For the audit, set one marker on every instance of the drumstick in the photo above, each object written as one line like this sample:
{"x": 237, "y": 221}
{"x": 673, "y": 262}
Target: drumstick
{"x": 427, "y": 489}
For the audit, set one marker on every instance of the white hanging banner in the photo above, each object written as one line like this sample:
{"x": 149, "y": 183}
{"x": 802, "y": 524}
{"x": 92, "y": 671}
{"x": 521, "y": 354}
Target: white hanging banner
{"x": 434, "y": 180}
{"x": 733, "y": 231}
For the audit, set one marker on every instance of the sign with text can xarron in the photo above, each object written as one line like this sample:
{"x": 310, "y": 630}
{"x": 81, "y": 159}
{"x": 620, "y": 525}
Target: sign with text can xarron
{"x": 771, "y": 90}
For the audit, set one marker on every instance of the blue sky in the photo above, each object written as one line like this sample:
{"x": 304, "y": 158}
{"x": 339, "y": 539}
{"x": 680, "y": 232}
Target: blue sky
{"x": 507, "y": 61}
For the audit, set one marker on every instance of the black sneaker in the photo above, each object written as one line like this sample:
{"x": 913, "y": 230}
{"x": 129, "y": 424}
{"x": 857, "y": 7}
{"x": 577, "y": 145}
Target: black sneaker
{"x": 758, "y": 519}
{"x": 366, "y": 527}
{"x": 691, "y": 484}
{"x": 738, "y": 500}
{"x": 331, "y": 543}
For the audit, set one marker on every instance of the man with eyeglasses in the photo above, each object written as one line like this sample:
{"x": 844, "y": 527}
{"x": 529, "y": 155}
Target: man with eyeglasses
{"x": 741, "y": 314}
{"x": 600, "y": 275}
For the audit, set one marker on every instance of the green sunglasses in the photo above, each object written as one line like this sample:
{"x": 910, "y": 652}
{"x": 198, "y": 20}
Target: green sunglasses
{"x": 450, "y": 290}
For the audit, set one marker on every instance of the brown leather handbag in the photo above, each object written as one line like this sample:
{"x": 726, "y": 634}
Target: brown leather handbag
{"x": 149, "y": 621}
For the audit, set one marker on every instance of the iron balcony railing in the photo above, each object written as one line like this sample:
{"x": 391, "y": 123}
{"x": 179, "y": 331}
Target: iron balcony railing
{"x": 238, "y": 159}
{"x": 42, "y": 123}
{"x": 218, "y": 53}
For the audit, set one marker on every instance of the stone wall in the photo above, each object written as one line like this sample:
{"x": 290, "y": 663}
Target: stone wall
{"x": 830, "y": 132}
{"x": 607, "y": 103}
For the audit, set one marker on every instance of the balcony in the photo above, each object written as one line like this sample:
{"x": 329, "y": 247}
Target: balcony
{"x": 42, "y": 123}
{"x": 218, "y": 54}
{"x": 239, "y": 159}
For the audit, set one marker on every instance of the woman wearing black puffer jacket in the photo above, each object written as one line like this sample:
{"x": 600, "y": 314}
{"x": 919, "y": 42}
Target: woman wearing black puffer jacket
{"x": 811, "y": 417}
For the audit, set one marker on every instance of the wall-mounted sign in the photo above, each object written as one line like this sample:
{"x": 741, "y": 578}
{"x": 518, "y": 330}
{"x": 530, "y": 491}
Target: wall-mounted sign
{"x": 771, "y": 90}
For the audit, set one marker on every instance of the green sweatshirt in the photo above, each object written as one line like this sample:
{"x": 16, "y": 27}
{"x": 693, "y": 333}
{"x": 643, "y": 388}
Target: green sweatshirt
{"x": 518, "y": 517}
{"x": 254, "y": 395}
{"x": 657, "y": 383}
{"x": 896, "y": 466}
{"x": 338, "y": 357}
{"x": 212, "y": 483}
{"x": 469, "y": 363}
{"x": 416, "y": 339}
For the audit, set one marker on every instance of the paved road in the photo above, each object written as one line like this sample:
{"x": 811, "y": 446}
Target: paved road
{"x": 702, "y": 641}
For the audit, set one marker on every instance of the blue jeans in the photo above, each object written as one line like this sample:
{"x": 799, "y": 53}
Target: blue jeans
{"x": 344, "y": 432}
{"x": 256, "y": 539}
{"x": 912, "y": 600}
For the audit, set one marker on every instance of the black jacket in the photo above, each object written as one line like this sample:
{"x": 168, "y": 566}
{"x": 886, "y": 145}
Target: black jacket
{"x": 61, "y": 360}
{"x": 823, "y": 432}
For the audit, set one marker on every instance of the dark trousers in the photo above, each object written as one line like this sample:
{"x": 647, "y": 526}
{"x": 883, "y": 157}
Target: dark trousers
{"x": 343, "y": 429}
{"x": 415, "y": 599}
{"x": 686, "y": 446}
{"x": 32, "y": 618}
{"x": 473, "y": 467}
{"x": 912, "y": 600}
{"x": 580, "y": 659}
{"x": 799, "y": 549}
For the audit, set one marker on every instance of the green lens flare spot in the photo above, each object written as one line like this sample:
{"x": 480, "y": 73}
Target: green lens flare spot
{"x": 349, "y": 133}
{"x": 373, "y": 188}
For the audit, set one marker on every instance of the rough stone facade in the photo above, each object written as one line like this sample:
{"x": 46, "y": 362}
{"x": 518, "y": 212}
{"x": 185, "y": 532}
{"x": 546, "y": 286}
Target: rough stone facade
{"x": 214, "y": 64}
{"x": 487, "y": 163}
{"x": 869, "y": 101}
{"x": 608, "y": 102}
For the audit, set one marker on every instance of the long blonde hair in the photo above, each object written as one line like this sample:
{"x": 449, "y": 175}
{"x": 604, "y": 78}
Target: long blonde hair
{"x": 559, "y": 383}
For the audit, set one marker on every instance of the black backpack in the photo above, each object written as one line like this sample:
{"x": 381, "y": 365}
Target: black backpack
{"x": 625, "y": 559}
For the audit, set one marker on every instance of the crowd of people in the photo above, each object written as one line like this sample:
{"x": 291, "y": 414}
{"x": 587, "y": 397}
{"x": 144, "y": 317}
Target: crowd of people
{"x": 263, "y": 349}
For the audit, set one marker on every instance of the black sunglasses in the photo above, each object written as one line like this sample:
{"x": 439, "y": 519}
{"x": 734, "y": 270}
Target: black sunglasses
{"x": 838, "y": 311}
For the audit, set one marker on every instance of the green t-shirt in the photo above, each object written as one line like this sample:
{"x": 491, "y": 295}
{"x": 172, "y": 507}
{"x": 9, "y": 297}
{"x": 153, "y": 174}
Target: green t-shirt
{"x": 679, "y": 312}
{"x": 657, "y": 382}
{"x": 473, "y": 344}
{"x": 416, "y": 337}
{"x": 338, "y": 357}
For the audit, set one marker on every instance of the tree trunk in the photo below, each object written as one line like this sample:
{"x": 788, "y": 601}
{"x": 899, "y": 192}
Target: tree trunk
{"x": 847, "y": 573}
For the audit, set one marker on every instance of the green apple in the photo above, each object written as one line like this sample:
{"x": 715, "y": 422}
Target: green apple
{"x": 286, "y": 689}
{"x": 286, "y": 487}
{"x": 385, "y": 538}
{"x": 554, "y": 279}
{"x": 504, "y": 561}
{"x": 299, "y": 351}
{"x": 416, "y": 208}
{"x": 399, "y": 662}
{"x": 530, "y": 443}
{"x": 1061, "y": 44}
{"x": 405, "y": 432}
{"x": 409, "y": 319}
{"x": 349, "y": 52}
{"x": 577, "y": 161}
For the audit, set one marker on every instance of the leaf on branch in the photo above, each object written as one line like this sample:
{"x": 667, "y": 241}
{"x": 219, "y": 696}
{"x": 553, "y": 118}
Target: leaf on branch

* * * * * * * * *

■ **Direction**
Reproduce every one of the items above verbatim, keeping each line unchanged and in its original order.

■ **Result below**
For the audit, set one marker on every instance of the drumstick in the photo above, each object written as one line like this sample:
{"x": 237, "y": 221}
{"x": 673, "y": 262}
Target: drumstick
{"x": 427, "y": 489}
For the audit, set one marker on every instance of the white hanging banner in the photo above, each object written as one line like this sample:
{"x": 149, "y": 183}
{"x": 802, "y": 524}
{"x": 92, "y": 671}
{"x": 521, "y": 354}
Target: white hanging banner
{"x": 434, "y": 180}
{"x": 733, "y": 231}
For the audit, set one marker on every instance of the sign with text can xarron in the photo above, each object written as one line like this sample:
{"x": 310, "y": 630}
{"x": 81, "y": 159}
{"x": 620, "y": 525}
Target: sign with text can xarron
{"x": 771, "y": 90}
For the audit, set one marker on every instance of the blue sky in the photo above, each object written as one line like this sample:
{"x": 304, "y": 158}
{"x": 339, "y": 539}
{"x": 680, "y": 232}
Target: blue sky
{"x": 507, "y": 61}
For the audit, set one marker on every instance of the black sneaker in the photo above, each object written as one line like this sample:
{"x": 913, "y": 230}
{"x": 129, "y": 424}
{"x": 857, "y": 7}
{"x": 577, "y": 145}
Target: black sneaker
{"x": 758, "y": 519}
{"x": 366, "y": 527}
{"x": 691, "y": 484}
{"x": 738, "y": 500}
{"x": 331, "y": 543}
For the audit, set one marker on every instance of the man with eyeglasses in the photo above, each object written as one line like this sample:
{"x": 844, "y": 527}
{"x": 529, "y": 155}
Target: man with eyeglasses
{"x": 741, "y": 314}
{"x": 600, "y": 275}
For the audit, set one marker on every instance of the green sunglasses in the photo above, each object written as one line like this sample:
{"x": 910, "y": 652}
{"x": 198, "y": 20}
Target: green sunglasses
{"x": 450, "y": 290}
For the audit, set one marker on every instance of the brown leather handbag in the photo above, each object written as one line like this sample:
{"x": 726, "y": 634}
Target: brown leather handbag
{"x": 149, "y": 621}
For the audit, set one marker on every instance of the iron balcony railing in the photo above, each object written as one line like this sample:
{"x": 391, "y": 123}
{"x": 179, "y": 331}
Target: iron balcony railing
{"x": 238, "y": 159}
{"x": 42, "y": 123}
{"x": 218, "y": 53}
For the audit, set one marker on every instance of the stone wall in the photo above, each object written as one line like this sample:
{"x": 290, "y": 663}
Target: stone wall
{"x": 830, "y": 132}
{"x": 607, "y": 103}
For the audit, set one marker on every instance of the balcony in the photo above, each object written as one line like this sample:
{"x": 329, "y": 247}
Target: balcony
{"x": 42, "y": 123}
{"x": 218, "y": 54}
{"x": 239, "y": 159}
For the audit, set one marker on every instance of the woman wearing black puffer jacket in the photo above, each object written as one line like this sample:
{"x": 600, "y": 314}
{"x": 919, "y": 42}
Target: woman wearing black puffer jacket
{"x": 811, "y": 417}
For the audit, set one marker on every instance of the wall-mounted sign in the photo above, each object written as one line like this sample:
{"x": 741, "y": 578}
{"x": 518, "y": 330}
{"x": 530, "y": 491}
Target: wall-mounted sign
{"x": 771, "y": 90}
For the audit, set one marker on every instance of the green sweatshirt in the photo above, each object written as one line like this sample:
{"x": 16, "y": 27}
{"x": 693, "y": 333}
{"x": 643, "y": 388}
Target: green sweatshirt
{"x": 518, "y": 517}
{"x": 254, "y": 395}
{"x": 657, "y": 383}
{"x": 896, "y": 466}
{"x": 338, "y": 357}
{"x": 212, "y": 483}
{"x": 469, "y": 363}
{"x": 416, "y": 339}
For the audit, set one marker on every instance of the paved road in the photo above, each object written as one line like this sample:
{"x": 811, "y": 446}
Target: paved road
{"x": 702, "y": 641}
For the audit, set one marker on every instance of the blue jeans in the photo above, each object written as one line like this sample:
{"x": 799, "y": 53}
Target: blue jeans
{"x": 344, "y": 432}
{"x": 256, "y": 539}
{"x": 912, "y": 600}
For the audit, set one marker on every instance of the black jacket in the photo above, each object written as one line like this sample:
{"x": 168, "y": 566}
{"x": 886, "y": 145}
Target: black jacket
{"x": 61, "y": 360}
{"x": 823, "y": 432}
For the audit, set one marker on every instance of the dark trousers in the photo above, each object written as one line like this sample:
{"x": 647, "y": 526}
{"x": 883, "y": 157}
Target: dark trousers
{"x": 343, "y": 429}
{"x": 415, "y": 599}
{"x": 686, "y": 446}
{"x": 32, "y": 618}
{"x": 473, "y": 467}
{"x": 912, "y": 600}
{"x": 580, "y": 659}
{"x": 799, "y": 549}
For the audit, set one marker on every instance of the green lens flare spot in the photo above, each object written as one line like this sample:
{"x": 480, "y": 73}
Target: green lens flare spot
{"x": 349, "y": 133}
{"x": 373, "y": 188}
For the audit, set one marker on every instance of the rough stone facade in the photo above, each object written as one line like this sample:
{"x": 46, "y": 362}
{"x": 518, "y": 212}
{"x": 185, "y": 532}
{"x": 546, "y": 286}
Target: rough stone facade
{"x": 214, "y": 64}
{"x": 487, "y": 163}
{"x": 869, "y": 101}
{"x": 608, "y": 102}
For the audit, set one marker on every instance of the long blonde hair in the photo above, each object written as one line like this sample:
{"x": 449, "y": 175}
{"x": 604, "y": 78}
Target: long blonde hair
{"x": 559, "y": 383}
For the audit, set one marker on every instance of the black backpack in the photo above, each object written as one line like this sample:
{"x": 381, "y": 365}
Target: black backpack
{"x": 625, "y": 559}
For the audit, set one marker on every instance of the crowd of people in the photo above, each object written as one line like this sample:
{"x": 291, "y": 414}
{"x": 587, "y": 397}
{"x": 144, "y": 317}
Target: crowd of people
{"x": 263, "y": 349}
For the audit, set one marker on every instance of the black sunglasses in the photo above, each object written as one line like this sample:
{"x": 439, "y": 519}
{"x": 734, "y": 270}
Target: black sunglasses
{"x": 838, "y": 311}
For the audit, set one marker on every instance of the green t-shirt in the photo above, each object written as one line like this sample:
{"x": 491, "y": 295}
{"x": 172, "y": 507}
{"x": 9, "y": 297}
{"x": 153, "y": 174}
Target: green t-shirt
{"x": 679, "y": 312}
{"x": 657, "y": 382}
{"x": 473, "y": 344}
{"x": 416, "y": 337}
{"x": 338, "y": 357}
For the audit, set one marker on every instance of the tree trunk in the photo below, each object written as one line like this sample:
{"x": 788, "y": 601}
{"x": 899, "y": 192}
Target: tree trunk
{"x": 847, "y": 573}
For the audit, set one marker on every instance of the green apple in the photo above, each object written as one line like this sample:
{"x": 715, "y": 422}
Target: green apple
{"x": 286, "y": 689}
{"x": 286, "y": 487}
{"x": 385, "y": 538}
{"x": 554, "y": 279}
{"x": 504, "y": 561}
{"x": 299, "y": 351}
{"x": 416, "y": 208}
{"x": 399, "y": 662}
{"x": 530, "y": 443}
{"x": 1061, "y": 44}
{"x": 405, "y": 432}
{"x": 409, "y": 319}
{"x": 349, "y": 52}
{"x": 577, "y": 161}
For the audit, set one marker on every instance of the leaf on branch in the photo above, each object written as one line like this sample:
{"x": 667, "y": 241}
{"x": 219, "y": 696}
{"x": 553, "y": 118}
Target: leaf on branch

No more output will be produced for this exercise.